BRIEF:
Where does the string "pillar" appear in the records? Copy every line that contains it.

RECORDS TO USE:
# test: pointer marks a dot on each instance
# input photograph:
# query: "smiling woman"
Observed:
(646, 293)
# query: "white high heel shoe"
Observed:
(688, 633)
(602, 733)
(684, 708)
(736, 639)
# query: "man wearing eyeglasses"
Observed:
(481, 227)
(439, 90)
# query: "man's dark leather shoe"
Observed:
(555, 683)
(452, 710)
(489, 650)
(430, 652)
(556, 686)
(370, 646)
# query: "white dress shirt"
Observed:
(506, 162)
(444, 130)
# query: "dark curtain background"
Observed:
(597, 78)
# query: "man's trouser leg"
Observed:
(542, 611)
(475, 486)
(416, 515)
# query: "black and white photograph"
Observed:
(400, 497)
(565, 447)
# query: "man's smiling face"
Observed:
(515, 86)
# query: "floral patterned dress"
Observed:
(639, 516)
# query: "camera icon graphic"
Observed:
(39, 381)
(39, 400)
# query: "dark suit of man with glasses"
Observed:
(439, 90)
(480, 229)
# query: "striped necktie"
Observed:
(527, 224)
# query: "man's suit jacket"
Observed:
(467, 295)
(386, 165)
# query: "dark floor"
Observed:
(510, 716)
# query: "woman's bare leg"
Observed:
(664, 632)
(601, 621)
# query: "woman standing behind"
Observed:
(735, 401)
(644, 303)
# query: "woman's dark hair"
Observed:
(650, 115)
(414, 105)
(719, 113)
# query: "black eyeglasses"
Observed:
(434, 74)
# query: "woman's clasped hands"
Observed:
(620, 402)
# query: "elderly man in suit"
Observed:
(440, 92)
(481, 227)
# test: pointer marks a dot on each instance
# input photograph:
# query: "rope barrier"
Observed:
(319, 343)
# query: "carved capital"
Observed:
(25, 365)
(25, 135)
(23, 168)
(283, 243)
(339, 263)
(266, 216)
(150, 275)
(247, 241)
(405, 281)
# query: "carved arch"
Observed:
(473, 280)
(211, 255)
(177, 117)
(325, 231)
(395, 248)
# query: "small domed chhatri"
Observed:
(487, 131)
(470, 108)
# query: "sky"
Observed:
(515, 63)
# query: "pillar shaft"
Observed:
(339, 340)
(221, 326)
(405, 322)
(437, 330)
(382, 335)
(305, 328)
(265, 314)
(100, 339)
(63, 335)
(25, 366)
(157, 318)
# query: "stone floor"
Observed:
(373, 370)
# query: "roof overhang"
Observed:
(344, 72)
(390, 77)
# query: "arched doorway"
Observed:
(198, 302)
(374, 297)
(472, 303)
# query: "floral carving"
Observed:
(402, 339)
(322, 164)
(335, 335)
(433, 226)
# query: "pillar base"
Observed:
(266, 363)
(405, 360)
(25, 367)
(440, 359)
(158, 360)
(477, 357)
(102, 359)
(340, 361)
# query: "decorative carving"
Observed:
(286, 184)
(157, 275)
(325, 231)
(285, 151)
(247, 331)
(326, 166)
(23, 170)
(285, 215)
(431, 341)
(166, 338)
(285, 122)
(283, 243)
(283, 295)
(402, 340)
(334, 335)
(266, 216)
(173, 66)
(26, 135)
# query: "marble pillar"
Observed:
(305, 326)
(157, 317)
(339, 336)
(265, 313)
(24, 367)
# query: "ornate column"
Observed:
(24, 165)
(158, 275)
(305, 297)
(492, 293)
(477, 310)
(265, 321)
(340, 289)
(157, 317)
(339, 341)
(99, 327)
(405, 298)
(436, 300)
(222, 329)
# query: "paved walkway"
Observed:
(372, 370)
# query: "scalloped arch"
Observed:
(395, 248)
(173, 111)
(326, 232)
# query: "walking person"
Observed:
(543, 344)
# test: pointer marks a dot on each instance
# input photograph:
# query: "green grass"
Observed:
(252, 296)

OUTPUT OF THE TASK:
# query: "pillar shaft"
# query: "pillar base"
# query: "marble pillar"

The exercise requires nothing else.